-- İstenenler --
a: Serkan Keskin hakkındaki metinde "Serkan Keskin oyunculuk hayatına" sözleriyle açılıp "için İstanbul’a yerleşti." sözleriyle kapanan kısmı hiç değiştirmeden tekrar yaz.
b: Serkan Keskin hakkındaki metne göre, tiyatro eğitimini bitirdikten sonra hangi gruba katıldı?

-- Verilen Metin --
Serkan Keskin oyunculuk hayatına doğup büyüdüğü şehir olan İzmit’te başladı. 1997 yılında ünlü tiyatro yönetmeni Işıl Kasapoğlu’nun genel sanat yönetmenliğinde kurulan İzmit Şehir Tiyatrosu bünyesinde açılan tiyatro kursunda başladı. Hocaları arasında Barış Falay, Zuhal Gencer, Melih Düzenli gibi tiyatrocular vardı. Kurs eğitiminin yanı sıra 1998-2001 yılları arasında İzmit Şehir Tiyatrosu’nun oyunlarında irili ufaklı roller aldı. İzmit Şehir Tiyatrosu’nda oyunculuk yaptığı sırada, tiyatro eğitimini geliştirmek için İstanbul’a yerleşti.
1999-2002 yılları arasında yine Işıl Kasapoğlu‘nun bölüm başkanı olduğu Akademi İstanbul tiyatro okulunda eğitimi aldı. Tiyatro eğitimini tamamladıktan sonra 2002 yılında kurulan Semaver Kumpanya’ya katıldı. Uzun yıllar bu grupta oyuncu ve yönetmen olarak çalıştı. Serkan Keskin oyunculuk hayatı boyunca sinemada Yavuz Turgul, Zeki Ökten, Reha Erdem, Zeki Demirkubuz ve Onur Ünlü gibi yönetmenlerin filmlerinde oynadı.

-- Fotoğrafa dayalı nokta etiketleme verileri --
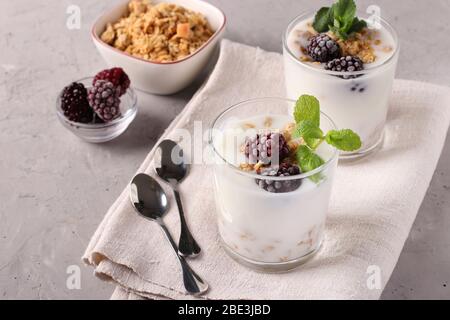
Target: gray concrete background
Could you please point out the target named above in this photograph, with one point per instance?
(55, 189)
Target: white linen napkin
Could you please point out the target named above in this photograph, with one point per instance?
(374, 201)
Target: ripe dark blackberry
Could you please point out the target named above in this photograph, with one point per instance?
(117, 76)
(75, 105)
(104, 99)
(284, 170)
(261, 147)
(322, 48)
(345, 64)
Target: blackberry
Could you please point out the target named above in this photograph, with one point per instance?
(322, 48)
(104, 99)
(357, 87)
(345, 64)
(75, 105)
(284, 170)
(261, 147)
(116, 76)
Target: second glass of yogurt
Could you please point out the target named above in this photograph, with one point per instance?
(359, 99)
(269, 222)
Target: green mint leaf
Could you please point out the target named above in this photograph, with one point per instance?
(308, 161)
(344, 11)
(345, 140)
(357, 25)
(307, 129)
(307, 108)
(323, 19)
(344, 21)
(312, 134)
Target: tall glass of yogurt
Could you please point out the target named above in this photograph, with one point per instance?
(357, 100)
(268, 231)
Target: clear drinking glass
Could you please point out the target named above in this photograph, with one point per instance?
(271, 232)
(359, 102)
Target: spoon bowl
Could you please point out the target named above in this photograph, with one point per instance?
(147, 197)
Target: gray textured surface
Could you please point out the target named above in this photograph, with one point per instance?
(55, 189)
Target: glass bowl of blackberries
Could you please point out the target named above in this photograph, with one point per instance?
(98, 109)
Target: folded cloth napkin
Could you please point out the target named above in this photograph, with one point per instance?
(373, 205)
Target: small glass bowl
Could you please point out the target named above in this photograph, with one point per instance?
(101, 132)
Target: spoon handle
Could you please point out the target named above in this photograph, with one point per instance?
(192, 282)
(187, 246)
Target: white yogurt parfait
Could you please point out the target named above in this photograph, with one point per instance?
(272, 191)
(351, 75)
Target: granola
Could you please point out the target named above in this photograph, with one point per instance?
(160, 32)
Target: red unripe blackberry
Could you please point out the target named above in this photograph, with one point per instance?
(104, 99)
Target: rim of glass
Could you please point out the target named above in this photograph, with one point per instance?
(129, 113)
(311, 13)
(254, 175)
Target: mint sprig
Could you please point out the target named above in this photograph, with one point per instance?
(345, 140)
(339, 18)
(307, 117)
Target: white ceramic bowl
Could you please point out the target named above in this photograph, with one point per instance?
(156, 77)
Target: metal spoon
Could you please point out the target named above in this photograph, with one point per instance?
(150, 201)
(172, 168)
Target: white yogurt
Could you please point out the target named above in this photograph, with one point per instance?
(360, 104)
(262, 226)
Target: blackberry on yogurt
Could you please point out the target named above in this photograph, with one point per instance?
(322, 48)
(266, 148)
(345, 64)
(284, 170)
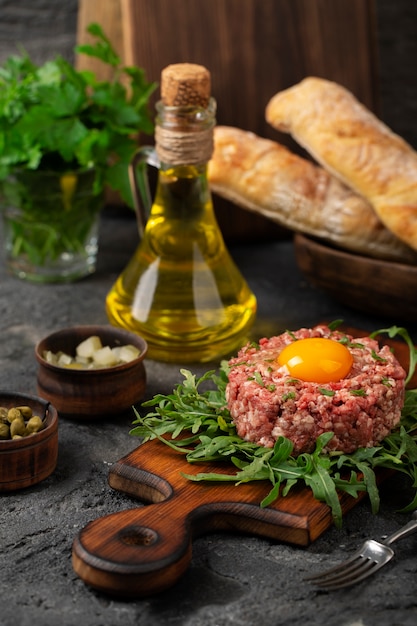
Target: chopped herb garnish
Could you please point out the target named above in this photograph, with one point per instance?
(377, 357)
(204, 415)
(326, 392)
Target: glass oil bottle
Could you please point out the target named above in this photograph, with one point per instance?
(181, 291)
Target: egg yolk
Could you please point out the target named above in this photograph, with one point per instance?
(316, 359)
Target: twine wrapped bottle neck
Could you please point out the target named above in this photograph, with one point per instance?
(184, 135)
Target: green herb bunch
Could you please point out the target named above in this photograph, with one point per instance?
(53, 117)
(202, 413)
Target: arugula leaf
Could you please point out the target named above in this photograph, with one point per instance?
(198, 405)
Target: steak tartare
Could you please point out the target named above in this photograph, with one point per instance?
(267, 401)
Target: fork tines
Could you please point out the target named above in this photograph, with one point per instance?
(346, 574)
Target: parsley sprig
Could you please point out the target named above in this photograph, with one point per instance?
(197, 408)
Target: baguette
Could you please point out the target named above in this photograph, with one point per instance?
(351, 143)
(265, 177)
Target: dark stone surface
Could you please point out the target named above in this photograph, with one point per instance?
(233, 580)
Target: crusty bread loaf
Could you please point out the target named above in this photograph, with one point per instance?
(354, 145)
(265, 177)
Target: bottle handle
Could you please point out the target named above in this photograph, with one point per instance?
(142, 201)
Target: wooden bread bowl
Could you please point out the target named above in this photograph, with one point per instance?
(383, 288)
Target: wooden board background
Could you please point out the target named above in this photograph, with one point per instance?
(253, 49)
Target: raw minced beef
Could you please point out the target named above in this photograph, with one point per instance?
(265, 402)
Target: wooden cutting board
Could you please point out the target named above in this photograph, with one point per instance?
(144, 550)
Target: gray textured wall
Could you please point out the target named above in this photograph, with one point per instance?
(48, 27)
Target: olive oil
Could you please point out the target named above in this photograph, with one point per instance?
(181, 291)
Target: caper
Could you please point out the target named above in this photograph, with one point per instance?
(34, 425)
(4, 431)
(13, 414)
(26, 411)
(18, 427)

-- Görev Yanıtları --
a:
Serkan Keskin oyunculuk hayatına doğup büyüdüğü şehir olan İzmit’te başladı. 1997 yılında ünlü tiyatro yönetmeni Işıl Kasapoğlu’nun genel sanat yönetmenliğinde kurulan İzmit Şehir Tiyatrosu bünyesinde açılan tiyatro kursunda başladı. Hocaları arasında Barış Falay, Zuhal Gencer, Melih Düzenli gibi tiyatrocular vardı. Kurs eğitiminin yanı sıra 1998-2001 yılları arasında İzmit Şehir Tiyatrosu’nun oyunlarında irili ufaklı roller aldı. İzmit Şehir Tiyatrosu’nda oyunculuk yaptığı sırada, tiyatro eğitimini geliştirmek için İstanbul’a yerleşti.

b: Semaver Kumpanya'ya katıldı.